**検討する文章**
____________________

生きることへの倦怠感と疲労感が画面から漂ってくる。この絶望的な倦怠感と疲労感は患者だけが発する空気ではない。患者たちの苦しい状況を穏やかに、優しく受け止める病院やケアのスタッフにもどこか疲労、やりきれなさが感じられるのだ。映画全体が梅雨空のように重苦しい湿り気を帯びている。
生きることに絶望し、生へのエネルギーがマイナスとなっている人々の苦痛の大きさは想像に余りあるが、職業とはいえ、そうした強大な負のエネルギーを受け止め続ける医師の精神の強靭さに僕は感嘆する。「こらーる岡山」の山本昌知医師がとつとつと誠実に患者の苦しみに向き合っていく姿に心打たれた。
正常/異常というわれわれが陥りがちな二分法がナンセンスであることもこの映画を見て改めて気づかされたことだ。あらゆる人間は他人から見るとどこか異常な部分を持っている。狂気と呼びうるものをを持っている。要は各人が抱えている「異常」が、それぞれの属する社会と折り合いをつけることができるかどうかが問題なのだ。「異常」が重度化して社会生活と折り合いを付ける事が難しくなれば治療が必要となるだろうし、さらに進行すれば社会生活を送ること自体が困難になる。ときには「治らない」こともあるだろう。「異常」の症状と具合もまたさまざまだ。私にとっては非常に困る種類の「異常」もあれば、そう気にならない「異常」、面白い個性として受け入れることのできる「異常」もある。

____________________

**やること**
1 > 映画評について、次の問いに答えよ。
(a) 映画全体は何のような湿り気を帯びているとされているか。
(b) 「こらーる岡山」の医師の名前は何か。
(c) ナンセンスだと述べられている二分法は何か。
2 > 映画評を、最後の文の後から書き継げ。
このデータは作業には使わない。

ポイント位置特定データ
____________________

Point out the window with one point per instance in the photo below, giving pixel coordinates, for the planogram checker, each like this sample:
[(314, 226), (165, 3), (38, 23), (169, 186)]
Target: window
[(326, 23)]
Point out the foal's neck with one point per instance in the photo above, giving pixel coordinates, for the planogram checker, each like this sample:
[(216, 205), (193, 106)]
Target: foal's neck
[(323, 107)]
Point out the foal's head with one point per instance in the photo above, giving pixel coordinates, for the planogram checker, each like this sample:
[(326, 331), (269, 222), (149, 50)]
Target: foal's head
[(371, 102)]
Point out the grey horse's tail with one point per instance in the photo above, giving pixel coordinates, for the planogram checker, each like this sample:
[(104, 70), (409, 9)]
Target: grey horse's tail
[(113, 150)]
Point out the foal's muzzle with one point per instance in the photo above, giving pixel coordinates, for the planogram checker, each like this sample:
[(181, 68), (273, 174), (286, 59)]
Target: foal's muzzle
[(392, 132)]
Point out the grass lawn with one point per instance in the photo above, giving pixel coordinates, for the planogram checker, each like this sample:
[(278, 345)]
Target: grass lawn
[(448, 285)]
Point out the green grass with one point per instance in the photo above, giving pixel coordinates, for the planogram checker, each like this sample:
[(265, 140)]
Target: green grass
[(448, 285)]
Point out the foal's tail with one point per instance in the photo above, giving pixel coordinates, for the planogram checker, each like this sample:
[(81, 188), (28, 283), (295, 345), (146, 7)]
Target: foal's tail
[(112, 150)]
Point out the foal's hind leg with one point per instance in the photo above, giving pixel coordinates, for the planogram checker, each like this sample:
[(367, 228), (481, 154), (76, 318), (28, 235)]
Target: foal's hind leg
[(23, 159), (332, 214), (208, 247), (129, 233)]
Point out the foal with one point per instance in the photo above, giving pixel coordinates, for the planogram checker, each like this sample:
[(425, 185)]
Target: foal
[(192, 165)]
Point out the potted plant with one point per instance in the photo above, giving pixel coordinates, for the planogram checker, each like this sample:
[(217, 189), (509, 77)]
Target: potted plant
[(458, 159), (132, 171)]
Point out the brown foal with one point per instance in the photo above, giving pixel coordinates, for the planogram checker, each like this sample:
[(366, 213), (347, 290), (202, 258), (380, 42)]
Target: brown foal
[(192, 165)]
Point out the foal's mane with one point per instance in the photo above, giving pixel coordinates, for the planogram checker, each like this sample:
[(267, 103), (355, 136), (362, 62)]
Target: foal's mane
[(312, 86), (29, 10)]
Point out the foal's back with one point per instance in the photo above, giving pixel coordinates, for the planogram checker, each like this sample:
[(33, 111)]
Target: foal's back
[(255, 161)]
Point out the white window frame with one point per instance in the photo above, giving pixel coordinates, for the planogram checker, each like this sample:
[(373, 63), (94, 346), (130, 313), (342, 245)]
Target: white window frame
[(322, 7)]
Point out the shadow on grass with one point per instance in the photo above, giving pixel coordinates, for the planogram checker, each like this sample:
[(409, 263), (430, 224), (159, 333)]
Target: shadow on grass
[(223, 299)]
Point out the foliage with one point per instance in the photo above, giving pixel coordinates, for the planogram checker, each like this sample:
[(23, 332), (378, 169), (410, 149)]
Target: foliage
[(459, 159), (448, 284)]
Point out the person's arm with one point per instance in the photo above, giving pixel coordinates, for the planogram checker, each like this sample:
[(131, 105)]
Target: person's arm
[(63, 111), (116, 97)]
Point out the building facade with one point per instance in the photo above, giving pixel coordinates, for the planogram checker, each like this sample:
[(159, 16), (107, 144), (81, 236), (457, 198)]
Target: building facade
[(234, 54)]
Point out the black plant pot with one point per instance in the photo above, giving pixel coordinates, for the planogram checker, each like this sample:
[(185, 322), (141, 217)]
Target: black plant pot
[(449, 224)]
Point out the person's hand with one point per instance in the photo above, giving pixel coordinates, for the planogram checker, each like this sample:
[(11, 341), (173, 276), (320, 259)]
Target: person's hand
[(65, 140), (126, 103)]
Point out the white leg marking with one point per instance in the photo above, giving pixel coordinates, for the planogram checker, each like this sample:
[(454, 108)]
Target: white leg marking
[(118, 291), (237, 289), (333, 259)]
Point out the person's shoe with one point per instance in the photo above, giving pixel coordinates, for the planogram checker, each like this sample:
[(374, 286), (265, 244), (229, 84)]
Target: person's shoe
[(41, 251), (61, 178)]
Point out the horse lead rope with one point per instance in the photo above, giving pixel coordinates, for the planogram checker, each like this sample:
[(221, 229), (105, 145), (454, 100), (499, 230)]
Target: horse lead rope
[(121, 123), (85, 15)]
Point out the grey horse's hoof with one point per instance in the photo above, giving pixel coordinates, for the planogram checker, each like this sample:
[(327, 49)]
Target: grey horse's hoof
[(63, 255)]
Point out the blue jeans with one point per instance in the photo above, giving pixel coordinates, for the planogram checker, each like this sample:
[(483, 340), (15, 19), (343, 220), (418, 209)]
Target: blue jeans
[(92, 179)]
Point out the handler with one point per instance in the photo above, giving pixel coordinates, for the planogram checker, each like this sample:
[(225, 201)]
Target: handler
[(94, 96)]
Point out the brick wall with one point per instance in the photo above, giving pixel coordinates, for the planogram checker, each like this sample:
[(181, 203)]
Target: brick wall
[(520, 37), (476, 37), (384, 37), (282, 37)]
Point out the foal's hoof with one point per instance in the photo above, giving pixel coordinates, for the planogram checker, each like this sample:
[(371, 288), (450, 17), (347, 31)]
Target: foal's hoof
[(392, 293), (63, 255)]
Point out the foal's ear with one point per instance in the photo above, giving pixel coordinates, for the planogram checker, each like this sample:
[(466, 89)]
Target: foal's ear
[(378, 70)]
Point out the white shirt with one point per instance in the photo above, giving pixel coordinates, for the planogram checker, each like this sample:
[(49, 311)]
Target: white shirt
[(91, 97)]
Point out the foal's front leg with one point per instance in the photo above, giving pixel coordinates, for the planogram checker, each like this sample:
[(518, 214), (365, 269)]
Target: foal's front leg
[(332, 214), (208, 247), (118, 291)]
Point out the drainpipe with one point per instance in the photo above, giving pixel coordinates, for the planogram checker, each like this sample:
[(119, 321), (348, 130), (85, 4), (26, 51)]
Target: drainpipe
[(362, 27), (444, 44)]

____________________

**解答**
1 >
(a) 梅雨空のような重苦しい湿り気
(b) 山本昌知
(c) 正常/異常

2 >
精神の病気のみならず、健康/不健康の二分法もやはりナンセンスなところがあるように思う。何かしら不健康な部分を持っていない人はおそらく存在しない。そして個々がかかえる不健康となんとか折り合いをつけながらそれぞれは日常生活を送っているのだ。ときに折り合いをつけることが難しくなるのであるが。逆説的な言い方をすると、われわれの大多数はどこか不調を抱えていることが常態なのだ、と考えつつ生きていくほうが健康的であるように僕は思う。